TASK INSTRUCTIONS: Set down exactly, with nothing added, the lines from the one containing "Target: wrought iron gate" through the end of the entries.

[Referring expression data]

┄┄┄┄┄┄┄┄┄┄┄┄┄┄┄┄┄┄┄┄

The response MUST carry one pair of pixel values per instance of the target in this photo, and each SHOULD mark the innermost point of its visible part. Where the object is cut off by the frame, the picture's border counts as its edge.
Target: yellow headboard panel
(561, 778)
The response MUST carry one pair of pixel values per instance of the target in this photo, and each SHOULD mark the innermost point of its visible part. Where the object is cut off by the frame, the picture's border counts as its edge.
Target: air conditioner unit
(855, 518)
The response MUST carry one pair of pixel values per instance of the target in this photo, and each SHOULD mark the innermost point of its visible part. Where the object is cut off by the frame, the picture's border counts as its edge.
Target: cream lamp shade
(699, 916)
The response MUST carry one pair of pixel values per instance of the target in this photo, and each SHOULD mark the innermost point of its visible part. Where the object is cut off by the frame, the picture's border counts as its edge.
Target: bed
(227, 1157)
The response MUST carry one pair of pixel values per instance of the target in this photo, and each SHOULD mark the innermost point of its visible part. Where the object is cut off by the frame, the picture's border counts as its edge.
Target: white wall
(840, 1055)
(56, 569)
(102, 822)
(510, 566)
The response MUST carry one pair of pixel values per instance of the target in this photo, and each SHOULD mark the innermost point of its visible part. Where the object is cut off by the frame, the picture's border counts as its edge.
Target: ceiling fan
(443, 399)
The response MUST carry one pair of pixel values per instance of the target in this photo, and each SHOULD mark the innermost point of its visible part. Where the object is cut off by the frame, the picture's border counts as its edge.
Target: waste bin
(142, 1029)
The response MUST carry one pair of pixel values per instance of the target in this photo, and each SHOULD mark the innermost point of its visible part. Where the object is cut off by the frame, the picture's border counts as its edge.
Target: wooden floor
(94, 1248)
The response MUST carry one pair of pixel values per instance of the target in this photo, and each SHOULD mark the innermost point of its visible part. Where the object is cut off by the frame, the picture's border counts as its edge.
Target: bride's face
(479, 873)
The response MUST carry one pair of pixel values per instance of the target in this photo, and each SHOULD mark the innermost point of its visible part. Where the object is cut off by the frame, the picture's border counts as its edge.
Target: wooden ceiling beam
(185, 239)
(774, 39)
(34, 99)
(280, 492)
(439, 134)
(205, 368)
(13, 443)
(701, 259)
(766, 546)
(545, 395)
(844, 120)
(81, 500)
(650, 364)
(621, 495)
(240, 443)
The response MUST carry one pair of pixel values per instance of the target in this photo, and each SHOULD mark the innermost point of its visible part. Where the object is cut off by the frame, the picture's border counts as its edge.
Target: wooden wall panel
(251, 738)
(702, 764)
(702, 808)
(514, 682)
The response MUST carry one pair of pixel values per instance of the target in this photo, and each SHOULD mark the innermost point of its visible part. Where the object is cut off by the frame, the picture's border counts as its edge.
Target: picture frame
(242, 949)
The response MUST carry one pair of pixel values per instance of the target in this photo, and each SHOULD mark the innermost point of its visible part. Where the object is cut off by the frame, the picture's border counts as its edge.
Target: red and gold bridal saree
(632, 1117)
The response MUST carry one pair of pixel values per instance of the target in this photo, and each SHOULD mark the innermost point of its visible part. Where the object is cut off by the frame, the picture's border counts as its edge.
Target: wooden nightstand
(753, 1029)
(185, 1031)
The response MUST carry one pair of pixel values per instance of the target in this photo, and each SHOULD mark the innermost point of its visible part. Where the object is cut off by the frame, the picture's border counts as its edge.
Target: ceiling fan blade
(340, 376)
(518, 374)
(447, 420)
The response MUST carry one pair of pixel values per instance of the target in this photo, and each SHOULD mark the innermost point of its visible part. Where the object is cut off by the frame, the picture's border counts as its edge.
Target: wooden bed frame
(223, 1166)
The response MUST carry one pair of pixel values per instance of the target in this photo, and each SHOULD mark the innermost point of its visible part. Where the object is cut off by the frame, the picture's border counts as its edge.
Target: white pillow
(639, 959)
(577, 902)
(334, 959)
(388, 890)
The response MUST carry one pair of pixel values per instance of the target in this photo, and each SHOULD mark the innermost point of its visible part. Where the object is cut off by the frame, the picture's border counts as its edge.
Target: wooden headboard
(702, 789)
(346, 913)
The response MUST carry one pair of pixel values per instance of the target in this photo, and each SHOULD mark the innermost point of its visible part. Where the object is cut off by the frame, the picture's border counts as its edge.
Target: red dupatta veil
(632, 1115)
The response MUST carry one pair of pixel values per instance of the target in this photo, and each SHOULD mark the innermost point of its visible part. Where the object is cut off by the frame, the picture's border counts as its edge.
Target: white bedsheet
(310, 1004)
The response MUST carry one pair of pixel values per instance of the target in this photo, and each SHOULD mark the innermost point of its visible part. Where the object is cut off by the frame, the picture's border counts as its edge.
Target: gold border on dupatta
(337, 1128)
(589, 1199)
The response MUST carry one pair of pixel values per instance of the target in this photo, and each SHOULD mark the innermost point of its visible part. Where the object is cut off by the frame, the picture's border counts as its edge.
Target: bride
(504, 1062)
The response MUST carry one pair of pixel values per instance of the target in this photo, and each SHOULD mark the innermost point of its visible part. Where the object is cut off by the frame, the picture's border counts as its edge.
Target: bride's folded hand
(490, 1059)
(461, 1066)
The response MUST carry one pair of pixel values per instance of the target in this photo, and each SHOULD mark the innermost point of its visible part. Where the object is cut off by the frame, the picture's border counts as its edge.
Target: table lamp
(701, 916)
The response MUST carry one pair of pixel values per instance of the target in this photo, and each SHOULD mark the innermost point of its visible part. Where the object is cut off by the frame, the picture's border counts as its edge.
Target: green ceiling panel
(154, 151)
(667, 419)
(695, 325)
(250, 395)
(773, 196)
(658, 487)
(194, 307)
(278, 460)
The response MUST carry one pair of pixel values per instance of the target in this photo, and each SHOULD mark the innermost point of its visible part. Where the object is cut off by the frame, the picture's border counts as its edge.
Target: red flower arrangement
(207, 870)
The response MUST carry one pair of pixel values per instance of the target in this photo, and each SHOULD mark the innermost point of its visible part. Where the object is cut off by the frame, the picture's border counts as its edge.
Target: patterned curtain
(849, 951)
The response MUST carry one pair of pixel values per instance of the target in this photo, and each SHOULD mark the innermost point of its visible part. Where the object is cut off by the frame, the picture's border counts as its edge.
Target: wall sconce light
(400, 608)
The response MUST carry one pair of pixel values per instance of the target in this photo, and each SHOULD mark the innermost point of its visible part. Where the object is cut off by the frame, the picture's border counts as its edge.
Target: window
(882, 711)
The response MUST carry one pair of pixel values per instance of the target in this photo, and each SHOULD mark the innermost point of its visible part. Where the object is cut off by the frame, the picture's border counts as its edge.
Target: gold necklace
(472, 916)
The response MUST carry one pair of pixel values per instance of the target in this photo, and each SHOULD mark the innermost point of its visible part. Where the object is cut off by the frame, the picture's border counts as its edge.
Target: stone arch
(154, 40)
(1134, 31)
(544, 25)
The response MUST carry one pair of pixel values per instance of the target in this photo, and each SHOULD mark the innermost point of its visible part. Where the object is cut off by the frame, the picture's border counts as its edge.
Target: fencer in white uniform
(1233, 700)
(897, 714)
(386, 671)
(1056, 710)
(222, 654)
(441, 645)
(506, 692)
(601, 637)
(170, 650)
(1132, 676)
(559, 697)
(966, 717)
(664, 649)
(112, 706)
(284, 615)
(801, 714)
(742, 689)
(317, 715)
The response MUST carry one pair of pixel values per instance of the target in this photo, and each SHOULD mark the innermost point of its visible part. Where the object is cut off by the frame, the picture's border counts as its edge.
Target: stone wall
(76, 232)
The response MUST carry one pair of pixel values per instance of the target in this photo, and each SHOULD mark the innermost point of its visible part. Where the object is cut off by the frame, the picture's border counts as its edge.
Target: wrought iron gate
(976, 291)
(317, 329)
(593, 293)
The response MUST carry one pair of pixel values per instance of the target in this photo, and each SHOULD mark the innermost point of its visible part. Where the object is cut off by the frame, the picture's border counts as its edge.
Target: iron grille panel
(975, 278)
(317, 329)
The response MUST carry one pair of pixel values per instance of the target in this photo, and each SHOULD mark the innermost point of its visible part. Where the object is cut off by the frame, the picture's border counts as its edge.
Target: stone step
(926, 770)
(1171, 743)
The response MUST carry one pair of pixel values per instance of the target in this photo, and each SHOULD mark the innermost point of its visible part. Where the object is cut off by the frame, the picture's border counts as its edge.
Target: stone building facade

┄┄┄┄┄┄┄┄┄┄┄┄┄┄┄┄┄┄┄┄

TASK ANSWER:
Target: wrought iron gate
(976, 291)
(317, 329)
(593, 293)
The response MUST carry one pair of pixel values per instance of the target in this photo, and each SHOULD mark the innermost point of its visible part. Where the object is cut off by the frame, the picture's border counts as its edge.
Target: iron grille panel
(975, 278)
(317, 329)
The response MUST carry one pair of pixel values per instance of the target in this photo, and each SHOULD mark the innermost point of its visible part. Where the object is cut off by the frame, the picture's border counts as its edge.
Target: stone step
(926, 770)
(1171, 743)
The response MUST carry one pair of pixel values per instance of the target in this photo, and each SHOULD mark the innermost point of its visible part. Where the object is cut off by the frame, the picture's border counts as its edge.
Target: stone building facade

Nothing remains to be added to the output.